__What is being asked__
Copy down the listing below exactly, please, including every line.
'''
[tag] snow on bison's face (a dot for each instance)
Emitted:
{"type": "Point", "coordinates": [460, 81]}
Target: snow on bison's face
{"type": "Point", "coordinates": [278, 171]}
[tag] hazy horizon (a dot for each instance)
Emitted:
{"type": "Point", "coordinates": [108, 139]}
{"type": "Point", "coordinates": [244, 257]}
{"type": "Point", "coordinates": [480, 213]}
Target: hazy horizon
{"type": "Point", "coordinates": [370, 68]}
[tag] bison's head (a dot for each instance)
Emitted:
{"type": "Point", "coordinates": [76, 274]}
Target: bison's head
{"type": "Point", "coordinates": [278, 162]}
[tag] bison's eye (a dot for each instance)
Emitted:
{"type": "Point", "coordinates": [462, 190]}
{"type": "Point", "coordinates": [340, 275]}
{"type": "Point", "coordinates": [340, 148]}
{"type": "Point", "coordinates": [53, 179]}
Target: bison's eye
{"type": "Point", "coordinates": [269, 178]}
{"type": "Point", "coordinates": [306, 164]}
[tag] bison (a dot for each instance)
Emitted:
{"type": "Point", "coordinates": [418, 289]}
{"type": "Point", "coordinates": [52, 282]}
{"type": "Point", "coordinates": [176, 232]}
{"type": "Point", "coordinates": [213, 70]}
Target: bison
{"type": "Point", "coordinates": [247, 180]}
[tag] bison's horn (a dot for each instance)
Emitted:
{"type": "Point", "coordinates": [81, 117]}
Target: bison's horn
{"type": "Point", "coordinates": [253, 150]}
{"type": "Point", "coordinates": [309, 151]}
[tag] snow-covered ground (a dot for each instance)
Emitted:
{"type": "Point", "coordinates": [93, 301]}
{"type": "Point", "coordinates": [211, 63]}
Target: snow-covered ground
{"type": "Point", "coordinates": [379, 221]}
'''
__Written solution__
[tag] snow on bison's face (a dot for each instance)
Emitted:
{"type": "Point", "coordinates": [460, 81]}
Target: snow on bison's face
{"type": "Point", "coordinates": [278, 171]}
[tag] hazy horizon (a dot for each instance)
Emitted:
{"type": "Point", "coordinates": [108, 139]}
{"type": "Point", "coordinates": [244, 257]}
{"type": "Point", "coordinates": [480, 213]}
Target: hazy horizon
{"type": "Point", "coordinates": [370, 68]}
[tag] bison's head (a dot for each instance)
Emitted:
{"type": "Point", "coordinates": [76, 274]}
Target: bison's head
{"type": "Point", "coordinates": [278, 162]}
[tag] bison's eye (a dot for each instance)
Emitted:
{"type": "Point", "coordinates": [462, 190]}
{"type": "Point", "coordinates": [340, 275]}
{"type": "Point", "coordinates": [340, 148]}
{"type": "Point", "coordinates": [53, 179]}
Target: bison's eye
{"type": "Point", "coordinates": [269, 178]}
{"type": "Point", "coordinates": [306, 164]}
[tag] bison (a dot for each instance)
Emitted:
{"type": "Point", "coordinates": [418, 289]}
{"type": "Point", "coordinates": [52, 282]}
{"type": "Point", "coordinates": [176, 232]}
{"type": "Point", "coordinates": [213, 70]}
Target: bison
{"type": "Point", "coordinates": [247, 180]}
[tag] bison's horn (a dot for each instance)
Emitted:
{"type": "Point", "coordinates": [81, 117]}
Target: bison's horn
{"type": "Point", "coordinates": [253, 150]}
{"type": "Point", "coordinates": [309, 151]}
[tag] snow-covered ground (a dot for each instance)
Emitted:
{"type": "Point", "coordinates": [93, 301]}
{"type": "Point", "coordinates": [211, 63]}
Target: snow-covered ground
{"type": "Point", "coordinates": [379, 221]}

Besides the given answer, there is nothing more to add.